Listed records start

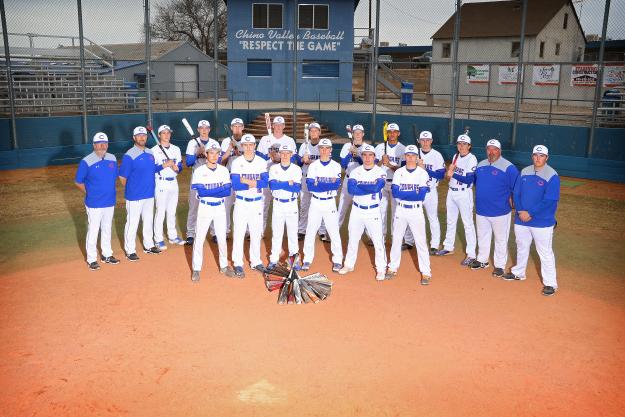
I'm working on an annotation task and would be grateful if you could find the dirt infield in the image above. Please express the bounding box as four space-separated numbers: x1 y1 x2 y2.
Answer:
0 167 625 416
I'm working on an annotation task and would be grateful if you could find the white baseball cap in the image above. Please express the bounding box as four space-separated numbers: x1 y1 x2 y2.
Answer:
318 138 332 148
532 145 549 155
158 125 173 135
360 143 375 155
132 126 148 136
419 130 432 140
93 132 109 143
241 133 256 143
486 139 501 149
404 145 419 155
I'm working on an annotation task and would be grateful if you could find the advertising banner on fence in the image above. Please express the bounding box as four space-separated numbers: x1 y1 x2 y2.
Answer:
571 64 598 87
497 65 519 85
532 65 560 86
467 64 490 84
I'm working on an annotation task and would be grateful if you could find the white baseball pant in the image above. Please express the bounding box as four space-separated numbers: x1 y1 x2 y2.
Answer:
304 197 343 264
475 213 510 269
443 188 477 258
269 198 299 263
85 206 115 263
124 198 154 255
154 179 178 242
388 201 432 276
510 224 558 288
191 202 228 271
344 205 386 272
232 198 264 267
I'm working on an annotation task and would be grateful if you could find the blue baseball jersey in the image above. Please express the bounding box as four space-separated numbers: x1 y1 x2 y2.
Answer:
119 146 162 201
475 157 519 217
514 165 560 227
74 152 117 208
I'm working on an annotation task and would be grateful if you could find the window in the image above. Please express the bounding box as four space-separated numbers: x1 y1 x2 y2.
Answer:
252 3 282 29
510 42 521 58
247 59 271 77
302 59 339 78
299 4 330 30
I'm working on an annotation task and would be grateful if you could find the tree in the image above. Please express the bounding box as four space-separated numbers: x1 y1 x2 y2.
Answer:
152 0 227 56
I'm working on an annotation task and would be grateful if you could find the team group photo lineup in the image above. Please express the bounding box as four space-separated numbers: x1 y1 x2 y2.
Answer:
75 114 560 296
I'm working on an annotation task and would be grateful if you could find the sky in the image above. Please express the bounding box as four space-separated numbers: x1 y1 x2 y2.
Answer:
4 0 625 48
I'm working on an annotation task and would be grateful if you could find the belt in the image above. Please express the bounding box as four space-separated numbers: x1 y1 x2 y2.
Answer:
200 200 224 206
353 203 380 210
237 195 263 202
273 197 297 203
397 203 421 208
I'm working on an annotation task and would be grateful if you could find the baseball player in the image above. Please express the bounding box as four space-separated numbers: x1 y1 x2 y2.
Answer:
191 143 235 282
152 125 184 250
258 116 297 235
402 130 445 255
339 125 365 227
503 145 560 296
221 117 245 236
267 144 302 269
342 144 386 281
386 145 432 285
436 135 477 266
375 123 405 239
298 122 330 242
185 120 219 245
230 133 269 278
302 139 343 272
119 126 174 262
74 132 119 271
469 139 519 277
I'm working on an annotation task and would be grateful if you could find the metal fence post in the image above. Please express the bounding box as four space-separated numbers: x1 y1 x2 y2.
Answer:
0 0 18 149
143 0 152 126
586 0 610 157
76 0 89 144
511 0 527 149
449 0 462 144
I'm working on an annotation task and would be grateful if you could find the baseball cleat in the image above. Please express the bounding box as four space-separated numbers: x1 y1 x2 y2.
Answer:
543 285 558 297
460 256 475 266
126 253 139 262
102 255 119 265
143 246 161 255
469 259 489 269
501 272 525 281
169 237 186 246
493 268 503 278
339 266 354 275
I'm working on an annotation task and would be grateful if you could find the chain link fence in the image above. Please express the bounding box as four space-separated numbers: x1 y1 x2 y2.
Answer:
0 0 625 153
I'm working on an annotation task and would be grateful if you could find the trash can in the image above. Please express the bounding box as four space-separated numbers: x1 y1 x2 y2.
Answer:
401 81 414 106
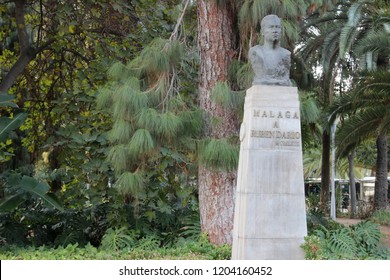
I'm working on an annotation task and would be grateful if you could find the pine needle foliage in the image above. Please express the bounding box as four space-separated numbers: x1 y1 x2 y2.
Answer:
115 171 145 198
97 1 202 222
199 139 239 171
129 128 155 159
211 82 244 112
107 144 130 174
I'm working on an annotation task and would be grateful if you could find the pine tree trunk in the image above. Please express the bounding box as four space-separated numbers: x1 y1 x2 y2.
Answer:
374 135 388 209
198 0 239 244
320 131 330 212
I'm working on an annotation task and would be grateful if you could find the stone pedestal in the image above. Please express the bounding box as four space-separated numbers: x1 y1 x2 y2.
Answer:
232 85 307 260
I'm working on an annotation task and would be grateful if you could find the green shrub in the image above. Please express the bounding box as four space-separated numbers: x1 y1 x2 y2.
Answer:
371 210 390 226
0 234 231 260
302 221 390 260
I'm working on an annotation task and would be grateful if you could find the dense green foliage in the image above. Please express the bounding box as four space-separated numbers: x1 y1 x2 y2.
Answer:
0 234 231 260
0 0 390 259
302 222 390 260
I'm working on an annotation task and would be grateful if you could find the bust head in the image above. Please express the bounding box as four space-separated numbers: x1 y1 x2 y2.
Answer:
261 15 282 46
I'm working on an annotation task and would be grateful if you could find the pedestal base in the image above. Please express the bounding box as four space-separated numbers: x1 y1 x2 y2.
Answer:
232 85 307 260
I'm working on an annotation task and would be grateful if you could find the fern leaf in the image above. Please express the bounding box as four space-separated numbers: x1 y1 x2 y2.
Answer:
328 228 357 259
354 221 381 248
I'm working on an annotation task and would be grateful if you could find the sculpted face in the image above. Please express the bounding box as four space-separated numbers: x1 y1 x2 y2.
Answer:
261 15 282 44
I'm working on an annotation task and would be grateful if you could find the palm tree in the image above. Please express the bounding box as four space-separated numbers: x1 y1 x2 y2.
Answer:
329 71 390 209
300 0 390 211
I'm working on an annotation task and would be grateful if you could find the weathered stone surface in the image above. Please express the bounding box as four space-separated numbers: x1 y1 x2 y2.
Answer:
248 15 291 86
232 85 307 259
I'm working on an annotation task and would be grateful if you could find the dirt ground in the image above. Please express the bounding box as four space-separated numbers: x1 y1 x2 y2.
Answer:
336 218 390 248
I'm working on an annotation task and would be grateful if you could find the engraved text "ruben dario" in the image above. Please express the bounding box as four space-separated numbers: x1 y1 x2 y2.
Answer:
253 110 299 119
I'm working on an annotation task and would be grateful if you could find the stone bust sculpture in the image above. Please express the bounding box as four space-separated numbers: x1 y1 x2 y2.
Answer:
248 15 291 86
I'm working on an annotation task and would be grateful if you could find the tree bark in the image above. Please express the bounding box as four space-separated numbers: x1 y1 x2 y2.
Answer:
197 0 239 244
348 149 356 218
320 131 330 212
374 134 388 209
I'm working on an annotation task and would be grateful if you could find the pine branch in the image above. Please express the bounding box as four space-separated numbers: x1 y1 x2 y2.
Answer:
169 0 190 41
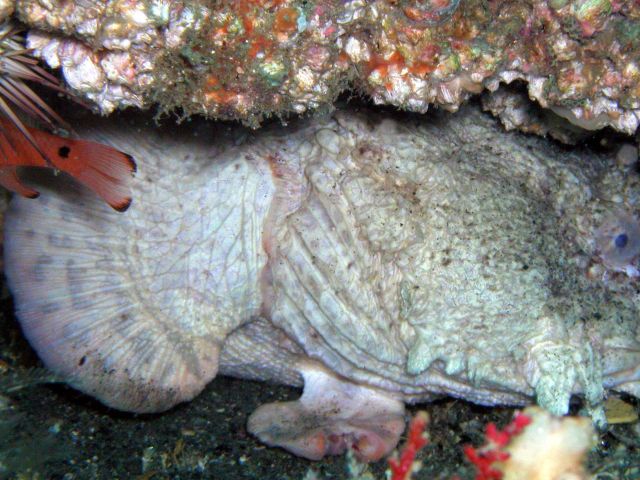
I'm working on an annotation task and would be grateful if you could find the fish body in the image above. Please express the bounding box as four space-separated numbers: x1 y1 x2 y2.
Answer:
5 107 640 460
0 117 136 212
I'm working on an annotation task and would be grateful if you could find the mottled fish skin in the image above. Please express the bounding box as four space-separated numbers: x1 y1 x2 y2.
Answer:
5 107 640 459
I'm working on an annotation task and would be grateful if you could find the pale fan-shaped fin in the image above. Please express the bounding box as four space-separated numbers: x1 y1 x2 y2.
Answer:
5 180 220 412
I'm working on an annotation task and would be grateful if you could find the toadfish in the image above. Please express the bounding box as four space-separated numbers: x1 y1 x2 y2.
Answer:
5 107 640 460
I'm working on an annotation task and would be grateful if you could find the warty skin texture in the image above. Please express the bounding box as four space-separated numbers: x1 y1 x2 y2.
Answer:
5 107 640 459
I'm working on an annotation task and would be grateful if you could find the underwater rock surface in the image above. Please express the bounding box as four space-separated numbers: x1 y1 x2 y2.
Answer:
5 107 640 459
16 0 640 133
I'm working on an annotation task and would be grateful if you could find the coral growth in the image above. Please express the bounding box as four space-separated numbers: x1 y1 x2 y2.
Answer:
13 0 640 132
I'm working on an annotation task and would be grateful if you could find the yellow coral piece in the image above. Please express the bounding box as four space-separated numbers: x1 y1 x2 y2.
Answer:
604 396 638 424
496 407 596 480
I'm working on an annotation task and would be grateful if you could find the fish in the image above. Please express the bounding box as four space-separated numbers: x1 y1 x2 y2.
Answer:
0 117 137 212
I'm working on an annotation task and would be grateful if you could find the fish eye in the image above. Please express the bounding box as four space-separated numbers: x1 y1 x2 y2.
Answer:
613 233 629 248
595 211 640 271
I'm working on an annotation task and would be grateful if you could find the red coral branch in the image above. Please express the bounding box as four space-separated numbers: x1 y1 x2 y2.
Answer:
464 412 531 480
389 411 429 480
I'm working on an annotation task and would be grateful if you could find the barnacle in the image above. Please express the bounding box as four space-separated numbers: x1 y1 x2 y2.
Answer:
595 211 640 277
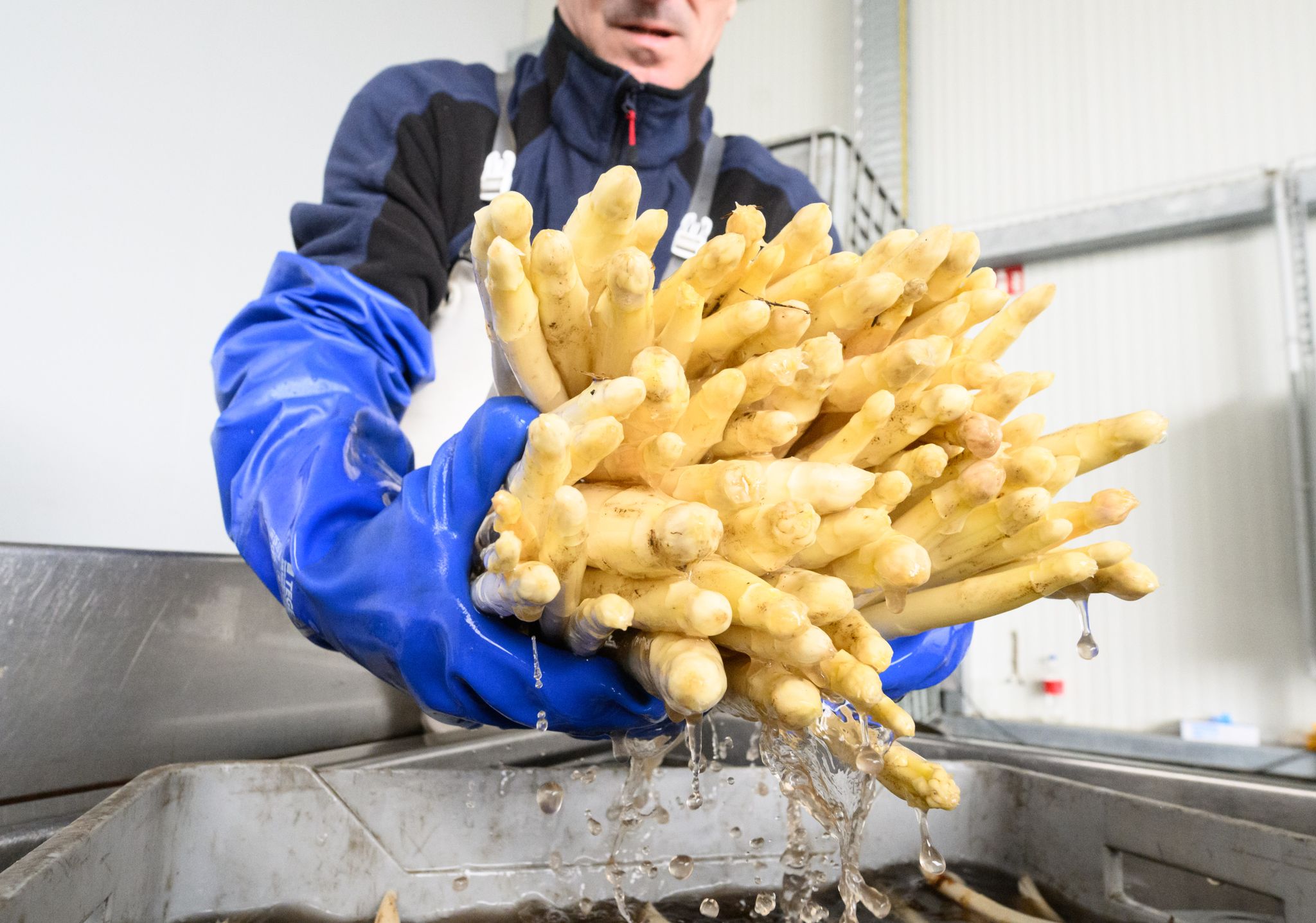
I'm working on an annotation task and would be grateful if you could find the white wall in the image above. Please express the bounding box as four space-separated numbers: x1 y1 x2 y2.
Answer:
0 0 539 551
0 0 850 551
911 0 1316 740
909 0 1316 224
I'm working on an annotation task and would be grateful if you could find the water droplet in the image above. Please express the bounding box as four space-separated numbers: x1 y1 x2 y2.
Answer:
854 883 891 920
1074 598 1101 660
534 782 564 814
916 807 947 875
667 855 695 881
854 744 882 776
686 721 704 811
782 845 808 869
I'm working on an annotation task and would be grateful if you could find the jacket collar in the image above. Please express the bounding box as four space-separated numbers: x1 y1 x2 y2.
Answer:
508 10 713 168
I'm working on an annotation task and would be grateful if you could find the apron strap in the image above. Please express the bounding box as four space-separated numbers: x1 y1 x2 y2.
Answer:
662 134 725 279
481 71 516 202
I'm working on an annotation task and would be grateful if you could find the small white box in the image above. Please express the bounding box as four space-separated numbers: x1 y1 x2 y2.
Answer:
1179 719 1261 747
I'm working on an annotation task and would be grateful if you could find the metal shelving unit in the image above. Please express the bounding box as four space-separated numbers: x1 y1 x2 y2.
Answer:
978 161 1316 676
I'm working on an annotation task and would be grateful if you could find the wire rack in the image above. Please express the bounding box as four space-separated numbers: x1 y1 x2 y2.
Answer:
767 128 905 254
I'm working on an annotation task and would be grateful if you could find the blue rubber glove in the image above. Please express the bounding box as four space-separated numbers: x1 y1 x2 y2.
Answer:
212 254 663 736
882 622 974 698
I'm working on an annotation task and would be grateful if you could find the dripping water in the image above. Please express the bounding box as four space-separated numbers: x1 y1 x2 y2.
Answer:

Listed records end

→ Written exercise:
Starting with the line that contains "find the small", output every line through the end of the listing above, unchanged.

→ Task result:
I'm working on an annotation task and would be grateful if you could find the small white box in the image above. Please express the bounding box as four space-separated numbers: x1 y1 x2 y2.
Answer:
1179 719 1261 747
I'm working on an annotation task and would be grateful if you could find the metal shelving unit in the image above. Please express the bounding box as four space-separated numbers: x1 y1 x2 y2.
Answer:
978 161 1316 676
I'm working on an annotation task and would be grateful if you could find the wire rack in the image above. Please express the bounding box as four space-separated numbers: x1 y1 x2 y2.
Answer:
767 128 905 254
I'm working on an annotation task and would be grateful if you could find the blue rubber glove in the image above. Please express the bounding box as four space-separated numbers: x1 y1 x2 y2.
Answer:
212 254 663 736
882 622 974 698
I'm working on an annotation task and would be grateful if you could find the dripping water in the image above. Please express the bounding box as four space-separated numbers: x1 y1 x2 y2.
Answer:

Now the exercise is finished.